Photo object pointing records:
● ● ● ● ●
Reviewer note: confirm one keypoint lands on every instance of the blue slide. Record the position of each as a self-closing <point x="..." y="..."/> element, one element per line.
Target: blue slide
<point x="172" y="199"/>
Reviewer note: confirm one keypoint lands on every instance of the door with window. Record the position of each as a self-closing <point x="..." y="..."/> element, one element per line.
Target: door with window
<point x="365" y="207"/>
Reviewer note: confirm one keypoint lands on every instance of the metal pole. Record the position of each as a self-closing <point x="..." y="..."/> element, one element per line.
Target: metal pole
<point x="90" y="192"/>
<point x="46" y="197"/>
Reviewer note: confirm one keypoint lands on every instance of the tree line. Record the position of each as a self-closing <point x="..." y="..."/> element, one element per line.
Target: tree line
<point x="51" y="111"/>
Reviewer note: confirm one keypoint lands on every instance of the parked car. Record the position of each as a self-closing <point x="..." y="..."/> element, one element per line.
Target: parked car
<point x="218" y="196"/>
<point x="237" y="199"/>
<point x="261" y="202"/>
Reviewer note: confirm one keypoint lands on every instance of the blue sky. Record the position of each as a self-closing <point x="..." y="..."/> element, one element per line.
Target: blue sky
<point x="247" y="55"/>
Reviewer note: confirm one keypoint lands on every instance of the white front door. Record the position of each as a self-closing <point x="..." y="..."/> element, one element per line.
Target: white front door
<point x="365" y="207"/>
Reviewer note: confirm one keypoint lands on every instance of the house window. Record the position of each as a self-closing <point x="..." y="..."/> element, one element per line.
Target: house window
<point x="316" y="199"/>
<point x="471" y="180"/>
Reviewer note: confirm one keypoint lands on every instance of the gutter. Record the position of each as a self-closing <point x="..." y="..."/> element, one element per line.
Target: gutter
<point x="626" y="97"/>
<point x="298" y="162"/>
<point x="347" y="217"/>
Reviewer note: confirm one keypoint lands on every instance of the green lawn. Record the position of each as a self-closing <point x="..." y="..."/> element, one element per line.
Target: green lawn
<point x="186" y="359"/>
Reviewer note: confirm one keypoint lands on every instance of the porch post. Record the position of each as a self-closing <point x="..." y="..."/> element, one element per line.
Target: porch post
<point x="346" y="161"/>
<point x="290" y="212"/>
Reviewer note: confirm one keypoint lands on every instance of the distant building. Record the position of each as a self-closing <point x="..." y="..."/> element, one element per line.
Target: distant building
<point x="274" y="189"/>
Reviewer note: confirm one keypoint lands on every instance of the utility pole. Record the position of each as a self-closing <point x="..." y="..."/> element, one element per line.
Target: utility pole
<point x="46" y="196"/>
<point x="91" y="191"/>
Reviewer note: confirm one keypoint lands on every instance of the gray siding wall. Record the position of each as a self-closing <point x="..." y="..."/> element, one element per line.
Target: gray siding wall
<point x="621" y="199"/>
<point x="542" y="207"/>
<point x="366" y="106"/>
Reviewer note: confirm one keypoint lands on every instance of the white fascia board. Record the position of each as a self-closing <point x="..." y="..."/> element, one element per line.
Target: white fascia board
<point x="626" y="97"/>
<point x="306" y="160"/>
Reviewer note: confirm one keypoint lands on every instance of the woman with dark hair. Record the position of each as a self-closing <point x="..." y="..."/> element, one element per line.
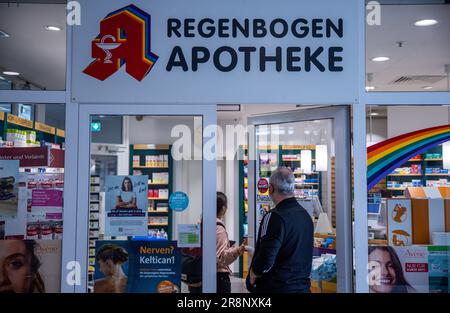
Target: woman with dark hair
<point x="386" y="271"/>
<point x="19" y="267"/>
<point x="126" y="197"/>
<point x="111" y="258"/>
<point x="226" y="253"/>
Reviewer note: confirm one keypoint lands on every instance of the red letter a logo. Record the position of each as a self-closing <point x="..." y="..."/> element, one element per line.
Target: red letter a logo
<point x="124" y="39"/>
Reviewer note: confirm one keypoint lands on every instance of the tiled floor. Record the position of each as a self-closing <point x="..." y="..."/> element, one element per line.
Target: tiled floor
<point x="237" y="286"/>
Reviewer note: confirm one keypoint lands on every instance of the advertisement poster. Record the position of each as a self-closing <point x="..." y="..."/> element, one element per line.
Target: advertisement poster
<point x="398" y="269"/>
<point x="438" y="266"/>
<point x="47" y="204"/>
<point x="137" y="267"/>
<point x="9" y="175"/>
<point x="2" y="230"/>
<point x="43" y="278"/>
<point x="126" y="205"/>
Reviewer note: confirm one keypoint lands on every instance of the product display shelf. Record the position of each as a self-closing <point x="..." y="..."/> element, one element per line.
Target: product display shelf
<point x="144" y="154"/>
<point x="94" y="211"/>
<point x="290" y="157"/>
<point x="44" y="132"/>
<point x="396" y="183"/>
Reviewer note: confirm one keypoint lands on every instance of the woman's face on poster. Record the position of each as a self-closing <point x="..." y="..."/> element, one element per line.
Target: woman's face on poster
<point x="14" y="267"/>
<point x="127" y="184"/>
<point x="385" y="276"/>
<point x="105" y="267"/>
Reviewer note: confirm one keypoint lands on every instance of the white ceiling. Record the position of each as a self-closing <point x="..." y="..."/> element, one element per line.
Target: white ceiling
<point x="425" y="50"/>
<point x="39" y="55"/>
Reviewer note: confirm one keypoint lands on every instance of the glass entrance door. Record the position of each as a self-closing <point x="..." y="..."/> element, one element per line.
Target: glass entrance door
<point x="315" y="145"/>
<point x="142" y="190"/>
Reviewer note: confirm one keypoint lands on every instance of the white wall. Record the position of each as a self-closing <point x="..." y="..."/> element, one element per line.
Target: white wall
<point x="402" y="119"/>
<point x="378" y="131"/>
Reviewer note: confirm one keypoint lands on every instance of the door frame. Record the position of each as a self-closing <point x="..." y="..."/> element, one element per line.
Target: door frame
<point x="209" y="117"/>
<point x="342" y="137"/>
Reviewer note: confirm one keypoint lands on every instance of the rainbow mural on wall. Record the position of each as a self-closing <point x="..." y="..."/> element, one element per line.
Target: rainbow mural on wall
<point x="386" y="156"/>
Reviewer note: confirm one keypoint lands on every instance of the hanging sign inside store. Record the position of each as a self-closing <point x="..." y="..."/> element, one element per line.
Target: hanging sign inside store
<point x="215" y="51"/>
<point x="9" y="183"/>
<point x="16" y="120"/>
<point x="126" y="205"/>
<point x="35" y="156"/>
<point x="263" y="185"/>
<point x="178" y="201"/>
<point x="44" y="128"/>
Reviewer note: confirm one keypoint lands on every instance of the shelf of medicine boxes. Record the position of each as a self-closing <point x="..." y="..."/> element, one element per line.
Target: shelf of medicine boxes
<point x="243" y="205"/>
<point x="295" y="150"/>
<point x="431" y="158"/>
<point x="44" y="132"/>
<point x="143" y="150"/>
<point x="94" y="190"/>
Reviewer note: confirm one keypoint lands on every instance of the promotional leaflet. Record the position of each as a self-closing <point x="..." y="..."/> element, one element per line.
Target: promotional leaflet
<point x="15" y="226"/>
<point x="438" y="266"/>
<point x="9" y="175"/>
<point x="126" y="204"/>
<point x="137" y="267"/>
<point x="398" y="269"/>
<point x="43" y="271"/>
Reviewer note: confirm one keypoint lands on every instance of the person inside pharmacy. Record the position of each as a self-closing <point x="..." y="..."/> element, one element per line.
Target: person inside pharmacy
<point x="126" y="197"/>
<point x="282" y="259"/>
<point x="226" y="252"/>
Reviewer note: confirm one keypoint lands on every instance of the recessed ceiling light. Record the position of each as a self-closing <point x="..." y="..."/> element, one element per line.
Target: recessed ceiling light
<point x="9" y="73"/>
<point x="380" y="59"/>
<point x="53" y="28"/>
<point x="426" y="22"/>
<point x="4" y="34"/>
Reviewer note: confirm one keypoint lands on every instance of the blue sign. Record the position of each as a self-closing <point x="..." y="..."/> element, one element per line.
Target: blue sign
<point x="140" y="267"/>
<point x="178" y="201"/>
<point x="96" y="127"/>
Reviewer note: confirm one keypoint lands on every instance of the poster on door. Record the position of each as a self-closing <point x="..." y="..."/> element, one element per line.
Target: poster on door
<point x="126" y="205"/>
<point x="137" y="267"/>
<point x="39" y="266"/>
<point x="9" y="175"/>
<point x="398" y="269"/>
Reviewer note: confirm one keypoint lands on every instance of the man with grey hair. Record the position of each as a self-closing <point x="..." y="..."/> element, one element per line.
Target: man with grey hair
<point x="283" y="253"/>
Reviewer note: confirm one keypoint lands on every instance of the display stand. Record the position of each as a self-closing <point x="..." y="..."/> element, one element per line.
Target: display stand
<point x="94" y="227"/>
<point x="424" y="170"/>
<point x="146" y="159"/>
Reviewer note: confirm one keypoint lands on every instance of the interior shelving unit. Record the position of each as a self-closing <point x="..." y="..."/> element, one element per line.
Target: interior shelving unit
<point x="423" y="169"/>
<point x="94" y="227"/>
<point x="143" y="152"/>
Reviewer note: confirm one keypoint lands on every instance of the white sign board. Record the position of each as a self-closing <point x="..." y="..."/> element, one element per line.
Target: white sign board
<point x="208" y="51"/>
● ● ● ● ●
▸ **STATED PROBLEM**
With the line containing "the man with" as the first and the last line of the records as the final one, print exactly the lines in that span.

▸ **OUTPUT OF THE TASK**
Reviewer note: confirm one keypoint lands on every instance of the man with grey hair. Record the position of each as a self-closing <point x="..." y="..."/> element, one element per line.
Target: man with grey hair
<point x="283" y="253"/>
Reviewer note: confirm one keypoint lands on every instance of the display stand. Record the position of each as a self-closing <point x="..." y="..."/> element, one element per line.
Target: display stand
<point x="94" y="227"/>
<point x="424" y="170"/>
<point x="146" y="159"/>
Reviewer note: confirm one keypoint lands on every instance of the interior shelving unit. Record the position of each as a self-closing <point x="..." y="..."/> element, one element per line.
Target: interior shelving unit
<point x="423" y="169"/>
<point x="94" y="227"/>
<point x="143" y="152"/>
Reviewer note: confirm one keypoint lands on every instance of the white sign board. Record the position of each as a self-closing <point x="..." y="..."/> element, one element per line.
Target: white sign board
<point x="208" y="51"/>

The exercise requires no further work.